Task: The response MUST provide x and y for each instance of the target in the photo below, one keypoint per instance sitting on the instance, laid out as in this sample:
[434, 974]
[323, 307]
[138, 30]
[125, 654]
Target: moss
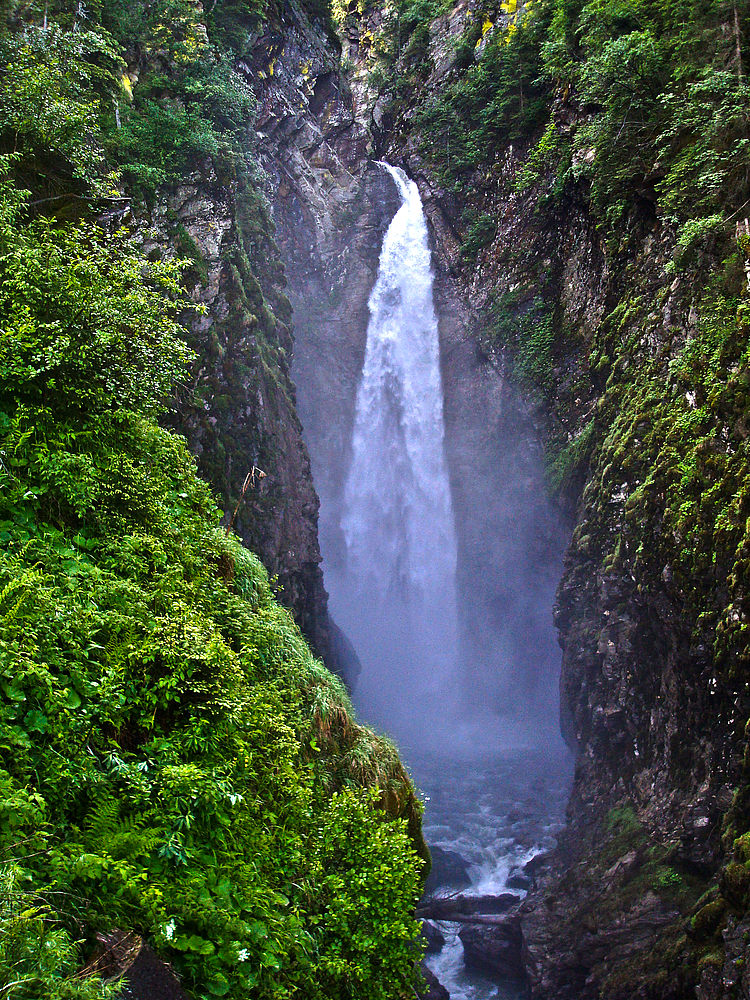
[708, 919]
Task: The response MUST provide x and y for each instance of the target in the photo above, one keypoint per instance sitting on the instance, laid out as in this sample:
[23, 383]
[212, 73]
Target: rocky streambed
[489, 819]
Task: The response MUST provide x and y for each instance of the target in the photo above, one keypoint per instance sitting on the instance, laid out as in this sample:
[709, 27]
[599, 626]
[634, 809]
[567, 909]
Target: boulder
[496, 948]
[518, 880]
[457, 907]
[433, 936]
[449, 870]
[433, 989]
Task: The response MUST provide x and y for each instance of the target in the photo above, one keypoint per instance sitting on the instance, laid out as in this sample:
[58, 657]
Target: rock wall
[644, 898]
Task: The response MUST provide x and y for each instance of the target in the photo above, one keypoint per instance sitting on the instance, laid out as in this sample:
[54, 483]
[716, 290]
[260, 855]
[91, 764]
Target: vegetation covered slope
[173, 760]
[590, 161]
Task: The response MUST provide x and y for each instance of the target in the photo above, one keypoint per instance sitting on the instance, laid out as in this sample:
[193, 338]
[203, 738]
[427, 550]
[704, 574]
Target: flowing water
[497, 810]
[397, 598]
[494, 796]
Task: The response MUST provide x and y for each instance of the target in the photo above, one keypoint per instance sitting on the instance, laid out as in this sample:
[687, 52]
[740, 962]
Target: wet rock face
[658, 736]
[495, 948]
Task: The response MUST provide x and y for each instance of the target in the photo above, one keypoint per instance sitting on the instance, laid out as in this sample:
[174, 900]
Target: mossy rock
[708, 919]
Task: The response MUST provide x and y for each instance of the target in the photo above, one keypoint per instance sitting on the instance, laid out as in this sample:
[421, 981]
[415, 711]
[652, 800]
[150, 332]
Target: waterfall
[398, 596]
++++++++++++++++++++
DESCRIPTION OF THE TASK> Rescale the material above by reproducing every line in order, keeping the requests and their sample coordinates unchanged, and multiplying each x and y coordinate in the answers by 0.45, rounding to the nearest whole number with halves rounded up. Omit the picture from your output.

RIGHT ANSWER>
Task: The response MUST provide x and y for each instance of the target in the photo below, one keypoint per instance sitting on the instance, laid out as in this sample:
[434, 974]
[323, 307]
[138, 30]
[125, 654]
Target: moss
[319, 414]
Task: The response MUST provide x and y for each instance of the target in the photo above, one keypoint per instance sitting on the instance, laid out as in this sample:
[23, 383]
[212, 73]
Target: rocky streambed
[220, 369]
Task: The response MUST provide x and y for each instance of the target in the photo above, one keypoint per instance sitting on the instance, laid out as in this sample:
[709, 27]
[599, 626]
[634, 809]
[567, 909]
Target: boulder
[223, 427]
[233, 396]
[206, 408]
[195, 421]
[202, 392]
[195, 445]
Task: The response MUST provide x and y for each instance of the target in the photo above, one keypoint per instance sitting on the instance, laid out as in this sample:
[58, 657]
Target: rock wall
[290, 404]
Task: The response MUST provide x and y for each instance of the target in the photo above, one keypoint per instance sitting on the instance, laid out as in this sample:
[54, 483]
[716, 290]
[260, 855]
[91, 764]
Target: vegetation covered slope
[78, 342]
[266, 72]
Task: The response MUST provide x and y for each instance of the target in the photo above, one keypoint per instance sitting on the instance, laid out as in this sample:
[193, 338]
[203, 738]
[427, 550]
[704, 574]
Target: flowing water
[224, 365]
[179, 269]
[222, 358]
Task: The response MUST provide x and y for each instance of the target in the photo above, one keypoint per instance sitting on the instance, laid out as in this sample:
[687, 52]
[740, 962]
Target: wet rock face
[296, 331]
[223, 427]
Task: The response MUST provide x and y for each instance of the target in the photo above, one keypoint per instance sitting on the instance, laid out as in this sample:
[174, 900]
Target: mossy rock
[319, 414]
Task: The response MUST provide x and y for each instance of the target in the photo above, one keypoint per instance sitting on the instance, laid out as in this sample:
[421, 981]
[415, 711]
[652, 800]
[150, 332]
Target: waterfall
[179, 268]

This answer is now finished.